Provided text
'''
Caramel French Toast
Submitted by: Janice McNeely, Illinois Electric Cooperative
- 1 cup brown sugar
- 1/2 cup sweet cream salted butter
- 2 tablespoons light corn syrup
- 6 large eggs beaten
- 1-1/2 cups milk
- 1 tablespoon vanilla extract
- 1/4 teaspoon salt
- 1 teaspoon cinnamon
- 1/2 cup pecans chopped
- 12 slices thick white bread Texas toast
- Combine brown sugar, butter and corn syrup in small saucepan. Cook over medium heat until thickened, stirring constantly. Pour syrup mixture into a greased 9x13-inch baking dish. Sprinkle pecans evenly over syrup mixture.
- Place 6 slices of bread on top of syrup mixture and then place 6 more slices on top of the other slices (12 slices total, 2 pieces deep).
'''
(Stored data entries)
'''
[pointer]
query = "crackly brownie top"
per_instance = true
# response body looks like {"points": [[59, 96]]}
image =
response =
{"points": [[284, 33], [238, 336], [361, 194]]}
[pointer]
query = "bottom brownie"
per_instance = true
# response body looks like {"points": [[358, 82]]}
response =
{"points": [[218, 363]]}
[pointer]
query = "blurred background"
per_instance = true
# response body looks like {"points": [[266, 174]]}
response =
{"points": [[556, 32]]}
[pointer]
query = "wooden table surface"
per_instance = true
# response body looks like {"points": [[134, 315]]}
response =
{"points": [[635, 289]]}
'''
Required tasks
A) From the caramel French toast recipe, extract the passage from "Caramel French Toast" up to and including "2 pieces deep).".
B) Which ingredients does the caramel French toast recipe say to combine in the small saucepan?
C) Carry on the caramel French toast recipe from its last step.

Answers by item number
A)
Caramel French Toast
Submitted by: Janice McNeely, Illinois Electric Cooperative
- 1 cup brown sugar
- 1/2 cup sweet cream salted butter
- 2 tablespoons light corn syrup
- 6 large eggs beaten
- 1-1/2 cups milk
- 1 tablespoon vanilla extract
- 1/4 teaspoon salt
- 1 teaspoon cinnamon
- 1/2 cup pecans chopped
- 12 slices thick white bread Texas toast
- Combine brown sugar, butter and corn syrup in small saucepan. Cook over medium heat until thickened, stirring constantly. Pour syrup mixture into a greased 9x13-inch baking dish. Sprinkle pecans evenly over syrup mixture.
- Place 6 slices of bread on top of syrup mixture and then place 6 more slices on top of the other slices (12 slices total, 2 pieces deep).

B)
brown sugar
butter
corn syrup

C)
- Combine eggs, milk, vanilla, salt and cinnamon, stirring until blended. Pour egg mixture evenly over bread slices. Cover and chill 8 hours.
- Preheat oven to 350 F. Bake in preheated oven 40-45 minutes or until lightly browned. Serve immediately.
Note: I refrigerate overnight and bake for breakfast. No syrup needed. Invert each piece upon serving. Nutrition information: 676 calories; 36.7g fat; 722mg sodium; 72.2g carbohydrates; 15.9g protein.